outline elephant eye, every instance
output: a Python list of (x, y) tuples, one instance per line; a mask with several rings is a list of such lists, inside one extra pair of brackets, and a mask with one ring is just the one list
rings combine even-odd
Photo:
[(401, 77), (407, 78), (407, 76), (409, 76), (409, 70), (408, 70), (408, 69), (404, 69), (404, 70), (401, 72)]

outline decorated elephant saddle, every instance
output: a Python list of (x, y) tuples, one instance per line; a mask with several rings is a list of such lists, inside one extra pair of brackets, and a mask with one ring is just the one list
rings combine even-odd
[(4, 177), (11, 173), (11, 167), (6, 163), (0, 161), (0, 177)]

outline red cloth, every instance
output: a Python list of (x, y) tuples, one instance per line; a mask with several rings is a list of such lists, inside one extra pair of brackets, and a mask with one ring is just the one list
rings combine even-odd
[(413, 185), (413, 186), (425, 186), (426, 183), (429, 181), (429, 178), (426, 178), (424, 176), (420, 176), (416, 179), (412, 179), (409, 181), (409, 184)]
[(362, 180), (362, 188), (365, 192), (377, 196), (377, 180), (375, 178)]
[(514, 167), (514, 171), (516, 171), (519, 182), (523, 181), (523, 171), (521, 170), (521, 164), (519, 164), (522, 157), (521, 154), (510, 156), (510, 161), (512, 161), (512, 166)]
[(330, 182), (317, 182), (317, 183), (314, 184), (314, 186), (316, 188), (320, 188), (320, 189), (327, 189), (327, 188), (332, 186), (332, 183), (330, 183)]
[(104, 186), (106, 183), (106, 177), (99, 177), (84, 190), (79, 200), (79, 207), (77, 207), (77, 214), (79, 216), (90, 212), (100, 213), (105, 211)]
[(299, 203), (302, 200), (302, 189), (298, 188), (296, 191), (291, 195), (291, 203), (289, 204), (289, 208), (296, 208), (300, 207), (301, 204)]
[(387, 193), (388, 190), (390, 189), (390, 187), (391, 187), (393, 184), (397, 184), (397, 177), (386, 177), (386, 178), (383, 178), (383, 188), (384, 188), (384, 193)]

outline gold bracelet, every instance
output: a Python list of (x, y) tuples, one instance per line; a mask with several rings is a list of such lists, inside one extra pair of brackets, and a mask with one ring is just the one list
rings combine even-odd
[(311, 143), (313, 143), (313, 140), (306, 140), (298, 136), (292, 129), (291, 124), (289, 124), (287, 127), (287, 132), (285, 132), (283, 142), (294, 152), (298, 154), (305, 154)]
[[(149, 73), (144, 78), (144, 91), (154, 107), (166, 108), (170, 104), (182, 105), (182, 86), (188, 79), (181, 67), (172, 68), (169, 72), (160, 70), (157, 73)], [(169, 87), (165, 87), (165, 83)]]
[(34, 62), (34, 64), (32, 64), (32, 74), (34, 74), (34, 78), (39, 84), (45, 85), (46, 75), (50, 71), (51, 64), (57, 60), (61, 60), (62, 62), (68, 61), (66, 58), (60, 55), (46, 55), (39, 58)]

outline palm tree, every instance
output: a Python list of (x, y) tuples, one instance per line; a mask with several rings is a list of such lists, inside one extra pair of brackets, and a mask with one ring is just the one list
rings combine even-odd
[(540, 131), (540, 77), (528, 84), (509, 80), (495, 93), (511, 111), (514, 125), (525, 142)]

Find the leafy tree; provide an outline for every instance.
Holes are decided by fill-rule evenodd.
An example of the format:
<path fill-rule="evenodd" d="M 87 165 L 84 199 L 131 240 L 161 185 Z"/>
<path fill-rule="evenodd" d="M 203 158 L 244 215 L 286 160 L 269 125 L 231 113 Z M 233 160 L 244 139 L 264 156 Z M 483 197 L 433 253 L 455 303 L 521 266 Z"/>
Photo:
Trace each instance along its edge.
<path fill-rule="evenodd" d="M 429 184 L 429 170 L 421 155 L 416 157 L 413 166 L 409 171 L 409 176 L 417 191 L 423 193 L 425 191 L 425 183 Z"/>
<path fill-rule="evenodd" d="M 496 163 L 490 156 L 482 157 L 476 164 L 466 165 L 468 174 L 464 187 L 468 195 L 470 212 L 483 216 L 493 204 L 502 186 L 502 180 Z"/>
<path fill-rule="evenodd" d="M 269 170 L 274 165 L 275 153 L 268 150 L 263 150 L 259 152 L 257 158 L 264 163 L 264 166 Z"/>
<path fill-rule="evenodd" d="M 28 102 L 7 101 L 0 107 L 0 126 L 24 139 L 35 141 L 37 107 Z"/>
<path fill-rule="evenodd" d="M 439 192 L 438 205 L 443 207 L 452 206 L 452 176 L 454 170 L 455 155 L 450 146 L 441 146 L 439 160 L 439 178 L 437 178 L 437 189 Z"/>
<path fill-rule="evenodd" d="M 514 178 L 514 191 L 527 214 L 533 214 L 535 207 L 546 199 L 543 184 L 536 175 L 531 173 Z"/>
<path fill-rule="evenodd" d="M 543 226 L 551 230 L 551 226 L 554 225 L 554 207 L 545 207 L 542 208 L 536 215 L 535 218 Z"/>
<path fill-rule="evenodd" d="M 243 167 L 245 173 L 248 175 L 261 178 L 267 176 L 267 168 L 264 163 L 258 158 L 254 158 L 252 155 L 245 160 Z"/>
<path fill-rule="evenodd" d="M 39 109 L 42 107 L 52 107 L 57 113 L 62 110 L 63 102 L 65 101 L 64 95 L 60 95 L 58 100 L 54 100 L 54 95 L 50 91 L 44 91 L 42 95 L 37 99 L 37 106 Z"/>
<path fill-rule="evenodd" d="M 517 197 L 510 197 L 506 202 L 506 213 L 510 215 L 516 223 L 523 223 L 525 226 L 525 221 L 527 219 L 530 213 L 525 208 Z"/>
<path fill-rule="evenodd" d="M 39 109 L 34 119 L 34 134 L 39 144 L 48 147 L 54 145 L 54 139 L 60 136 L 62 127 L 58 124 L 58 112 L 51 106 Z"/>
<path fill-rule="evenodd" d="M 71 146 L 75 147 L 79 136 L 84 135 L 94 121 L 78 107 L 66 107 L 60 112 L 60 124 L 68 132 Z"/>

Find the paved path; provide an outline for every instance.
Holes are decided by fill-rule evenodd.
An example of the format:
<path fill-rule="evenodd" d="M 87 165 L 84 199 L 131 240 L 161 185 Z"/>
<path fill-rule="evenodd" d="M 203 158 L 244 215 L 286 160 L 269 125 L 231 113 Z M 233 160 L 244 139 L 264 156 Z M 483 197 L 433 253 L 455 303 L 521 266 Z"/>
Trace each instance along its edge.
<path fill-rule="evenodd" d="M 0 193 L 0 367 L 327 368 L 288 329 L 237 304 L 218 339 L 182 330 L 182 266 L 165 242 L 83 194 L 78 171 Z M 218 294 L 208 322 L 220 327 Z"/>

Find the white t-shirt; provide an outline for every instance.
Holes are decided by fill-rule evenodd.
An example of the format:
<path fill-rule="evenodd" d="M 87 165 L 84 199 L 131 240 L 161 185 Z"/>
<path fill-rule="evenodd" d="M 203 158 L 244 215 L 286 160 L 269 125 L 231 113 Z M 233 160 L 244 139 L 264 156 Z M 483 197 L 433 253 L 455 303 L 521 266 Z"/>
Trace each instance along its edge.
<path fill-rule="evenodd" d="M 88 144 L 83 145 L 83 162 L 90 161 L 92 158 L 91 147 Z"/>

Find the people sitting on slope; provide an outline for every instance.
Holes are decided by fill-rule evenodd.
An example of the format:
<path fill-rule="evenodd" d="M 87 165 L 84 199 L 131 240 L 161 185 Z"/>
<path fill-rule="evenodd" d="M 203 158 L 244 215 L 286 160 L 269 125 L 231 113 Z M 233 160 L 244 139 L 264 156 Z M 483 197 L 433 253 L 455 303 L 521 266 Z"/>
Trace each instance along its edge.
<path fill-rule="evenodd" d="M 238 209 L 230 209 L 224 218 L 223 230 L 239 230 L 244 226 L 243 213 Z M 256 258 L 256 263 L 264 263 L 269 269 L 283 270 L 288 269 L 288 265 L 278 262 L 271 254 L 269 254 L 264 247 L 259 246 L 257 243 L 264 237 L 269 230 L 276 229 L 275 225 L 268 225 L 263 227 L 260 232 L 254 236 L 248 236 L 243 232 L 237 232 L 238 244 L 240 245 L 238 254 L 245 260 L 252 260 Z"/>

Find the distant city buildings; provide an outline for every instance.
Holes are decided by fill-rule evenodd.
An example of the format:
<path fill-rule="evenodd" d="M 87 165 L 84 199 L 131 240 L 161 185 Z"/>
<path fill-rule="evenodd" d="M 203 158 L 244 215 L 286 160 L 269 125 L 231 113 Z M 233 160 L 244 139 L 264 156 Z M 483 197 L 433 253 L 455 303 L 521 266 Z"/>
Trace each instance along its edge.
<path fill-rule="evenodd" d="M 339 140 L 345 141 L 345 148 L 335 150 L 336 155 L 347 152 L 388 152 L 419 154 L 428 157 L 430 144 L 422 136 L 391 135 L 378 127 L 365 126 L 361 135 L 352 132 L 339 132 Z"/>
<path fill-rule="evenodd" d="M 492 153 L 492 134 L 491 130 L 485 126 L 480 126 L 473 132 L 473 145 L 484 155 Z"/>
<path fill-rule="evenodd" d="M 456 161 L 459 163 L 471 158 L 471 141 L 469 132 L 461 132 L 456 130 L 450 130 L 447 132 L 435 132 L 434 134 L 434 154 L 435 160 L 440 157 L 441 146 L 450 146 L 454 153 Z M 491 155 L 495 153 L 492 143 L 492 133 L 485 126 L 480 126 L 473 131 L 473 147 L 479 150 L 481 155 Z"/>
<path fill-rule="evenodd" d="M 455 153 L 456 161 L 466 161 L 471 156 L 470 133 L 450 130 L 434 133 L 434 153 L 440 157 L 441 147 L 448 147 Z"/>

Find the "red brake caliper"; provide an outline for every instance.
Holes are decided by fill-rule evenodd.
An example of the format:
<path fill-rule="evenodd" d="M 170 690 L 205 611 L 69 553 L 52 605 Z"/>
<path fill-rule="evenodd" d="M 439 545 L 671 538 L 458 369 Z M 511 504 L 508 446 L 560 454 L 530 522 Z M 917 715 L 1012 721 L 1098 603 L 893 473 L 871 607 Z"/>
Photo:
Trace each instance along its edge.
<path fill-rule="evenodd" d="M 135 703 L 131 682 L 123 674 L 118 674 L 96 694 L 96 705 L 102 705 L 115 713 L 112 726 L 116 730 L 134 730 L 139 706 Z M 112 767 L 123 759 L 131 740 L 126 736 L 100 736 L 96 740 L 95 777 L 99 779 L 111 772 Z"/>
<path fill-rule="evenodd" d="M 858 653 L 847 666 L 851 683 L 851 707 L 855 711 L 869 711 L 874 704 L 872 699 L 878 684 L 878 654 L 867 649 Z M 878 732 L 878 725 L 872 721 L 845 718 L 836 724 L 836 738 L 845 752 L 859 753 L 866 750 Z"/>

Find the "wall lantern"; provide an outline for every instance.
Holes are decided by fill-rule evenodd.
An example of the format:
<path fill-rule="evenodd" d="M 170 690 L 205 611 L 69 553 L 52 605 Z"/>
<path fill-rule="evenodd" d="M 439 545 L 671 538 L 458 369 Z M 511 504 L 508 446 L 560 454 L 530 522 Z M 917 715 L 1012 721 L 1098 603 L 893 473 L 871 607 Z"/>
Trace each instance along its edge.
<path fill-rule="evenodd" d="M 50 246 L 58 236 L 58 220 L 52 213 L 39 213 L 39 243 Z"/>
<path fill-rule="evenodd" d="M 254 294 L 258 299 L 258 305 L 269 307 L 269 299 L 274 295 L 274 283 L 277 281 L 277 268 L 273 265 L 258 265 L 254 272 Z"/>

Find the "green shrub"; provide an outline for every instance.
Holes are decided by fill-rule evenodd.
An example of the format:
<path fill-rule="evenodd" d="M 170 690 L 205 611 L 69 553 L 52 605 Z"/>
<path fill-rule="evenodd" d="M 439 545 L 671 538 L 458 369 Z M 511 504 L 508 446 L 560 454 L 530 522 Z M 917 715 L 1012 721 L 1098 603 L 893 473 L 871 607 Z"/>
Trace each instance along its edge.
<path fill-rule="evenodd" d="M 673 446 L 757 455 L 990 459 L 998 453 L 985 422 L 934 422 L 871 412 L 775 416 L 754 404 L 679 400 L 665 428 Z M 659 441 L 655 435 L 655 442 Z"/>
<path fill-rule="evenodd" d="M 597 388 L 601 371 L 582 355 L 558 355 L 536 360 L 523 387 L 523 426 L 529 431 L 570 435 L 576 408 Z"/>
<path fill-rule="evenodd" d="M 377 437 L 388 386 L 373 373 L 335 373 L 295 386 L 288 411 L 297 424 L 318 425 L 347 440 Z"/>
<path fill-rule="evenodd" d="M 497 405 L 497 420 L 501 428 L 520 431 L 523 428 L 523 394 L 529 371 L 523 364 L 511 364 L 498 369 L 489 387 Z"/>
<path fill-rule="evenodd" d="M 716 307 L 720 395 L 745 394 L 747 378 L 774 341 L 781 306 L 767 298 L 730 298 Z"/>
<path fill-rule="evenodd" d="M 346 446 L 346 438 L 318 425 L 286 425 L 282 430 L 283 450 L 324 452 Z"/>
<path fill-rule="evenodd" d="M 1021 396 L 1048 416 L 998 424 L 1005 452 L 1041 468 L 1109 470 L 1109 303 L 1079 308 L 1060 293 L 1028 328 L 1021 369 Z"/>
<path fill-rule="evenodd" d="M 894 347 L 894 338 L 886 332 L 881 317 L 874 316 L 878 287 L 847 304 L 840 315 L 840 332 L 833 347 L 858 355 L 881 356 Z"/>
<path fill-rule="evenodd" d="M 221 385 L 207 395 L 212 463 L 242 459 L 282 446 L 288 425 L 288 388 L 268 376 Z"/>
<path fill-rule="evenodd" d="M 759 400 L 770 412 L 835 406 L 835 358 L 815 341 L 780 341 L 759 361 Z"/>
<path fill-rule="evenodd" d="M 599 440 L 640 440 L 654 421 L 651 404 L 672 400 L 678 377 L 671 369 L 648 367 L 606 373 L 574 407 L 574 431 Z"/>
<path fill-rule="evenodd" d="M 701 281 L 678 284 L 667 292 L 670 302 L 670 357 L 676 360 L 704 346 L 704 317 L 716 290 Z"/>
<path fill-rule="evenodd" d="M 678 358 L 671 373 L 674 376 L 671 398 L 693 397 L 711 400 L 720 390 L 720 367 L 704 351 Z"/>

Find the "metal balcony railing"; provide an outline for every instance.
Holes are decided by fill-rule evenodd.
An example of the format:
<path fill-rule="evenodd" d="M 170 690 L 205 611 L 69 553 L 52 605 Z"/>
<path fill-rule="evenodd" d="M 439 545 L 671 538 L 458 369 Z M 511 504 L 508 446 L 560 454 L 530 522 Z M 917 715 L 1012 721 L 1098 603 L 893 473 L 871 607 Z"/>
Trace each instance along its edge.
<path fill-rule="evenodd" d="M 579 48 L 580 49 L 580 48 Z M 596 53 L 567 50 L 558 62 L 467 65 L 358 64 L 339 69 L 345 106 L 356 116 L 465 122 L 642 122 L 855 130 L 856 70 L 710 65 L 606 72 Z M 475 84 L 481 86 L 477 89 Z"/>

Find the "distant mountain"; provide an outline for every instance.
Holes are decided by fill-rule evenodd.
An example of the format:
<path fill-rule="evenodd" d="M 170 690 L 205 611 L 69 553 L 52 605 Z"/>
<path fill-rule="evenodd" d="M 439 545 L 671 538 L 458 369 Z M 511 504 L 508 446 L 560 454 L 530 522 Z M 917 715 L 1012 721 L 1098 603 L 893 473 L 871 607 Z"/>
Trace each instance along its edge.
◇ ◇ ◇ ◇ ◇
PROBLEM DESCRIPTION: Report each line of the data above that contains the word "elephant". Case counts, so a line matches only when the capitals and lowercase letters are the same.

TASK SOLUTION:
outline elephant eye, every instance
outline decorated elephant saddle, every instance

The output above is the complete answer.